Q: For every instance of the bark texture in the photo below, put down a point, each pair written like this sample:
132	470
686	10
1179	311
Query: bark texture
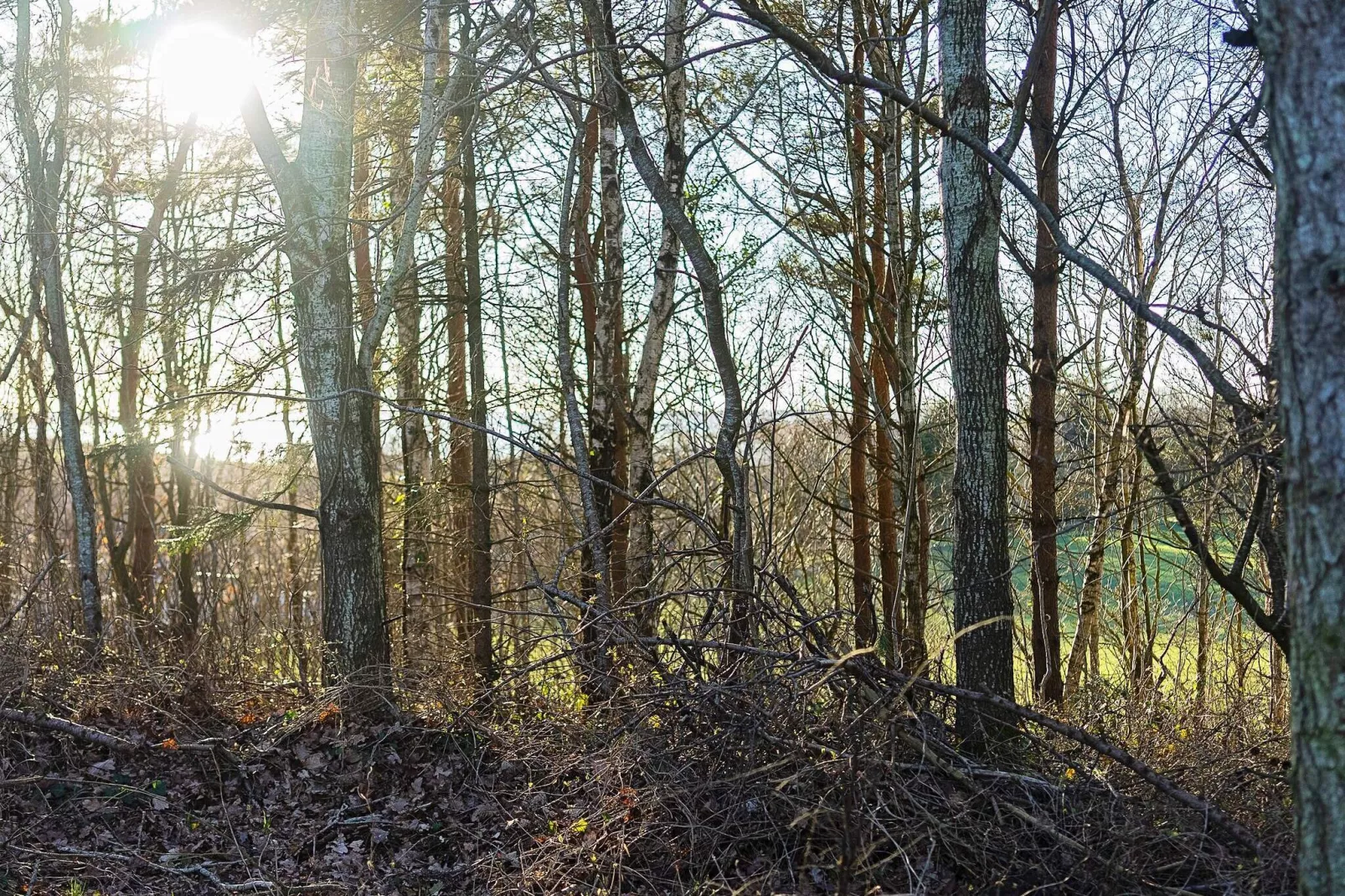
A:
◇ ◇ ◇ ◇ ◇ ◇ ◇
▸ **Consegna**
Riscrivi tutte le voci sostituendo "bark texture" con "tree bark" e lasciando invariato tutto il resto. Nella risposta ometti le immagini.

▸ **Soluzione**
Q: For every instance of the tree bark in the photo below, put down a point, each pair written like this sample:
132	470
686	10
1179	311
Query: tree bark
A:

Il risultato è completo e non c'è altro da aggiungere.